Rows from a dataset
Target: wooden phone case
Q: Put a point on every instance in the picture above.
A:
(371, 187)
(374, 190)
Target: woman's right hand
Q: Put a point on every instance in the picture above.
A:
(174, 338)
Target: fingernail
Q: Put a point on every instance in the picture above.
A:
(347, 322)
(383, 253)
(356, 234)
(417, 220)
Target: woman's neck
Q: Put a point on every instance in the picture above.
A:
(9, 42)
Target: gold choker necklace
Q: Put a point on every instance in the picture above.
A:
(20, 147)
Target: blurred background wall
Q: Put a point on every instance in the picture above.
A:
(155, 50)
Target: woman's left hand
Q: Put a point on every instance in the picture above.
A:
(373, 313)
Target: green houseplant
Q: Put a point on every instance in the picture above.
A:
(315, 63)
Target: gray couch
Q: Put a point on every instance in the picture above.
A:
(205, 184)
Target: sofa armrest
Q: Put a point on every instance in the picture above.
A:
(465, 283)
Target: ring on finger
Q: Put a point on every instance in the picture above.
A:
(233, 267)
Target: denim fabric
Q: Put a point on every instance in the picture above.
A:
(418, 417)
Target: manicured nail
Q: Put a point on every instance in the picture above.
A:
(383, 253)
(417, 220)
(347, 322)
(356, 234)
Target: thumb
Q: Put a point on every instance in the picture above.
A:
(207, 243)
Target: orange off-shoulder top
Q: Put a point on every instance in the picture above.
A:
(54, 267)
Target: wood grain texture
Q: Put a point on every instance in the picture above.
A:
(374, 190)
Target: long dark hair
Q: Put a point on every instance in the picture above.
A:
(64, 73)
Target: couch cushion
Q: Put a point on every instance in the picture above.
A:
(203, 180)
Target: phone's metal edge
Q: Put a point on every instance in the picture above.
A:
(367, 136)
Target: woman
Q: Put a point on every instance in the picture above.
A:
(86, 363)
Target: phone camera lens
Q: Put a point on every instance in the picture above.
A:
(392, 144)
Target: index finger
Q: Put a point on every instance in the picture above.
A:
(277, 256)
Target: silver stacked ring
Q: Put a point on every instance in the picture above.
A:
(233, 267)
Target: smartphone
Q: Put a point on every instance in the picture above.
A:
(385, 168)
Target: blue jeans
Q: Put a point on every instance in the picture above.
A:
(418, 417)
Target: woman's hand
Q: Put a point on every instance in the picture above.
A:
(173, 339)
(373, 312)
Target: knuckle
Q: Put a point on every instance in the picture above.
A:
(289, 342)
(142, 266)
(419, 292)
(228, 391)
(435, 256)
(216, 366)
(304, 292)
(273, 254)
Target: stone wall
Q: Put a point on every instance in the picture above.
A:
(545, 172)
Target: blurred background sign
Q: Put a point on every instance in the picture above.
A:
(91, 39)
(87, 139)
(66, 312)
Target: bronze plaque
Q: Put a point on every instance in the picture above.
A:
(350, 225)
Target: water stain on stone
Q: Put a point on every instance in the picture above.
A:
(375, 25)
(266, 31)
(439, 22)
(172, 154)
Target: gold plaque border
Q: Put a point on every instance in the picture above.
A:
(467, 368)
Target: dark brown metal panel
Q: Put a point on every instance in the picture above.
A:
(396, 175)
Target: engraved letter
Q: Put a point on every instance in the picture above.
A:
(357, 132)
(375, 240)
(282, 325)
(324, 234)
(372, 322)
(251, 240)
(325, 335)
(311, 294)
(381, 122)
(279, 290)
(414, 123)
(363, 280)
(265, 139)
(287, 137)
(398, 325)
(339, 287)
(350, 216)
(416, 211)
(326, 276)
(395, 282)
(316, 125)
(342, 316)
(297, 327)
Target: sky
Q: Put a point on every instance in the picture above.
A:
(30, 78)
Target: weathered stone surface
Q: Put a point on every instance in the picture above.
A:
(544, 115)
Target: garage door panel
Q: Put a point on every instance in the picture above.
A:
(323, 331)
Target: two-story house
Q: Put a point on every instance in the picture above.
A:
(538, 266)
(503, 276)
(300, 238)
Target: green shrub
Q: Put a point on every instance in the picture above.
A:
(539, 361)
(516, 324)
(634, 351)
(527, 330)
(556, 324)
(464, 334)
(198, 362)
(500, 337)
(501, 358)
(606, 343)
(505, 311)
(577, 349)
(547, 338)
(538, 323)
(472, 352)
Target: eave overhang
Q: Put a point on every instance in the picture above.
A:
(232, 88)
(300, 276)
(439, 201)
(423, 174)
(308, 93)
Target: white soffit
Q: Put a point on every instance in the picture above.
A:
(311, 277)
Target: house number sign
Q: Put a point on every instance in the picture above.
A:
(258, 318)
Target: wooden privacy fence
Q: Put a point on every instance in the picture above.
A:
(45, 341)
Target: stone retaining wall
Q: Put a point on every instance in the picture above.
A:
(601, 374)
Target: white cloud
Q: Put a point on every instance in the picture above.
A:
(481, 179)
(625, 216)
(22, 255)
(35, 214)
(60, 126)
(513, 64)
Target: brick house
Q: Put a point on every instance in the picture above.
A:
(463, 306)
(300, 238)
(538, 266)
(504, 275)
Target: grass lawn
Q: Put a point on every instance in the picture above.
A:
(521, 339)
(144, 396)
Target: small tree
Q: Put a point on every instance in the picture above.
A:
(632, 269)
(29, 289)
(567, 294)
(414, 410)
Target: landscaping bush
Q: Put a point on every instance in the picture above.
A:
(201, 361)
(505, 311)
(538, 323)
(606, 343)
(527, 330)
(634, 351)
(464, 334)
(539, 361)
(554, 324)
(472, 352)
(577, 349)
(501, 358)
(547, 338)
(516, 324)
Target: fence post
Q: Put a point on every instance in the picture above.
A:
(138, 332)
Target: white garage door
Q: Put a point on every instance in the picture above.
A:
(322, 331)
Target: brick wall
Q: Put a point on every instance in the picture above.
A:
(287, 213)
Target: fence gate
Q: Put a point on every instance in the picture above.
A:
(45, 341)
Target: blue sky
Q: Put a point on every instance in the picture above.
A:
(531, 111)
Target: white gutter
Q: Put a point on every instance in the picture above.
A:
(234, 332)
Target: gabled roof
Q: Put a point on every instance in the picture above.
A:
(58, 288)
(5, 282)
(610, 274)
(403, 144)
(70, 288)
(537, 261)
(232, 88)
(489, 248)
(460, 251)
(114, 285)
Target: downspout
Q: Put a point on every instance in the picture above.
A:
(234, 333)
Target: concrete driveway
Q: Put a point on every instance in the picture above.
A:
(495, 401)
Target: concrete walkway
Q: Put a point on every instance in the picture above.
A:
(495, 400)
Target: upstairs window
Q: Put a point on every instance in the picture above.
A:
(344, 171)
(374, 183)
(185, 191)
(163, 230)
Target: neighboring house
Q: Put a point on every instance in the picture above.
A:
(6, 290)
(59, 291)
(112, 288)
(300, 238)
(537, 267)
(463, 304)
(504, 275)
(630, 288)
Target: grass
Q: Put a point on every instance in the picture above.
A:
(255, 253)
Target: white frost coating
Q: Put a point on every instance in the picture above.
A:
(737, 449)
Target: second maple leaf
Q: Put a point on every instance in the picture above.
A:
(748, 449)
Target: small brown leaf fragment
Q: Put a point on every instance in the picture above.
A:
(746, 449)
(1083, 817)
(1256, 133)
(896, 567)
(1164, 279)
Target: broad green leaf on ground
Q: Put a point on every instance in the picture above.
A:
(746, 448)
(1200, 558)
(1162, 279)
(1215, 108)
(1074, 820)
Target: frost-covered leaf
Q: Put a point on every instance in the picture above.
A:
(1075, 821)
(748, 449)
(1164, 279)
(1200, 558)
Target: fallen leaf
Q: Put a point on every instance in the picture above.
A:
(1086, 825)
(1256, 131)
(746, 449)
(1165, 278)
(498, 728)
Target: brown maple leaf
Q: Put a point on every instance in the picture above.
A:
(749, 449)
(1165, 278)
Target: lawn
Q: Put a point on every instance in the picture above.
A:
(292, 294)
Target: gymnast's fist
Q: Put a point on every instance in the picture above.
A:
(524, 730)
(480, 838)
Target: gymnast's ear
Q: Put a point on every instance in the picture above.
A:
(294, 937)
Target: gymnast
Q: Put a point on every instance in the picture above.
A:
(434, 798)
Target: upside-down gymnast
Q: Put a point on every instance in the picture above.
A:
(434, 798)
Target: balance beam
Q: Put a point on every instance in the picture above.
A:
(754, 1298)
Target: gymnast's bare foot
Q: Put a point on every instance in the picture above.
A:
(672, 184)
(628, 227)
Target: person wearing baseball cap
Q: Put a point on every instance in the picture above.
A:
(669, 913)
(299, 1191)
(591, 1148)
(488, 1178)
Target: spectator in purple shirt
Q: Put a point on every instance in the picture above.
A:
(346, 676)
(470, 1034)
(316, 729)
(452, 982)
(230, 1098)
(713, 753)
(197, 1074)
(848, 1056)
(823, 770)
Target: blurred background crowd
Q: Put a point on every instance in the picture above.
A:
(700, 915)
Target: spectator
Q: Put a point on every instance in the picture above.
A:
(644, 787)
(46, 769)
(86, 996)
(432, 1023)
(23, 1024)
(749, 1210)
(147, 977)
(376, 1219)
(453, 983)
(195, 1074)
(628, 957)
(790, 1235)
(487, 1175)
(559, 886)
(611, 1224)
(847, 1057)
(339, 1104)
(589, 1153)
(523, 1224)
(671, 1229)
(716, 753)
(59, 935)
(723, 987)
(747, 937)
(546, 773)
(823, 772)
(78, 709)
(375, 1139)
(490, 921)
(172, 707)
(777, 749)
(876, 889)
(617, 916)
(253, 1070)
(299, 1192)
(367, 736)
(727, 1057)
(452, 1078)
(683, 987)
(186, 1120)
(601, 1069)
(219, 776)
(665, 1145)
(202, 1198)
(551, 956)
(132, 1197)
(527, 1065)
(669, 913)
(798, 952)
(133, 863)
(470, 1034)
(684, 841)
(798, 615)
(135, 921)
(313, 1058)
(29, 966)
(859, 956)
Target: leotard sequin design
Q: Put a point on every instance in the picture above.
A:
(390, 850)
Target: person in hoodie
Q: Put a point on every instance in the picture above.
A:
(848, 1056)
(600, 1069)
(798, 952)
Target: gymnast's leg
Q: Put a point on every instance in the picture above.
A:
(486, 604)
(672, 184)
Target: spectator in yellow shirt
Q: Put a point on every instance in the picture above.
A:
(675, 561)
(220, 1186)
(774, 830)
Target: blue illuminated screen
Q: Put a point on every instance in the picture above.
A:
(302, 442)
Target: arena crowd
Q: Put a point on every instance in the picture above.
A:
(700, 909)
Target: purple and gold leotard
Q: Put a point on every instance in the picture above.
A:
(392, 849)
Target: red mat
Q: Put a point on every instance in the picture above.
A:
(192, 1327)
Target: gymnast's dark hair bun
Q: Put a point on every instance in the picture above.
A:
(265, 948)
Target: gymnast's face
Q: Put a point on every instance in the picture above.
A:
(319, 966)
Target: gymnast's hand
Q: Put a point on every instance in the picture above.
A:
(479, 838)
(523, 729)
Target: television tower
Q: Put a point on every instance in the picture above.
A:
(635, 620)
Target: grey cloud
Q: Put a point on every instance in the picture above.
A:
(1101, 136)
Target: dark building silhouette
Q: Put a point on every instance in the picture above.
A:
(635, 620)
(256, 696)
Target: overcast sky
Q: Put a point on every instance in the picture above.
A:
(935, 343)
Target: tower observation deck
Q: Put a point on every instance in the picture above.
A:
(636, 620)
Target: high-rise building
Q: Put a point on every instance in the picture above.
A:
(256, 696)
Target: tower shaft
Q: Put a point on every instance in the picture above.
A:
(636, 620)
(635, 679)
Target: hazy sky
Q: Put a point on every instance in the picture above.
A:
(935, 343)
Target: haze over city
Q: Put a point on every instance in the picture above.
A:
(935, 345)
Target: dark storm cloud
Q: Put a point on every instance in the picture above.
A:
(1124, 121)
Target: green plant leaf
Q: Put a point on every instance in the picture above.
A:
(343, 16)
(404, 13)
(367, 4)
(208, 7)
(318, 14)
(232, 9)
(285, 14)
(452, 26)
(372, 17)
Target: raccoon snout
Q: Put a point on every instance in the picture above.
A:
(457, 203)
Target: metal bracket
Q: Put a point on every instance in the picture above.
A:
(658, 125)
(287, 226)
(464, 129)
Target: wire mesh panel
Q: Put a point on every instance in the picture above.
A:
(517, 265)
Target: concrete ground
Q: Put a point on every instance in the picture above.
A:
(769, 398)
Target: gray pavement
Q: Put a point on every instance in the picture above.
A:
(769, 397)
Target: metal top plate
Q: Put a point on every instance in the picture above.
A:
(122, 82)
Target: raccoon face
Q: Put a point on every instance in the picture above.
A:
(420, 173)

> _WORK INSTRUCTIONS_: Format the stretch from the line containing "Target: haze over city" through the final line of the entries as a Markdown table with the columns "No." and "Line," numbering each row and leaving out blank lines.

> _SOLUTION TO THIS EXERCISE_:
| No. | Line |
|---|---|
| 1 | Target: haze over city |
| 2 | Q: Put a point on every instance in the picture above. |
| 3 | A: |
| 4 | (935, 345) |
| 5 | Target: dark storm cloud |
| 6 | Q: Put a point on every instance in the picture above. |
| 7 | A: |
| 8 | (1124, 121) |
| 9 | Target: green plant leaf |
| 10 | Q: Put a point on every instance in the picture above. |
| 11 | A: |
| 12 | (343, 16) |
| 13 | (404, 13) |
| 14 | (367, 4) |
| 15 | (208, 7) |
| 16 | (318, 14) |
| 17 | (232, 9) |
| 18 | (285, 14) |
| 19 | (452, 26) |
| 20 | (372, 17) |
| 21 | Target: raccoon snout |
| 22 | Q: Put a point on every instance in the picture above. |
| 23 | A: |
| 24 | (457, 203) |
| 25 | Target: metal bracket |
| 26 | Q: Put a point on every instance in the picture above. |
| 27 | A: |
| 28 | (658, 125) |
| 29 | (287, 226) |
| 30 | (464, 129) |
| 31 | Target: wire mesh panel |
| 32 | Q: Put a point on every instance in the picture above. |
| 33 | A: |
| 34 | (517, 265) |
| 35 | Target: concrete ground |
| 36 | Q: Put a point on every instance in the picture above. |
| 37 | A: |
| 38 | (769, 398) |
| 39 | Target: gray pavement |
| 40 | Q: Put a point on every instance in the picture above. |
| 41 | A: |
| 42 | (769, 397) |
| 43 | Target: metal top plate |
| 44 | Q: Put a point on every instance in the picture above. |
| 45 | A: |
| 46 | (122, 82) |
| 47 | Target: raccoon face |
| 48 | Q: Put a point on every instance in the picture above. |
| 49 | A: |
| 50 | (420, 173) |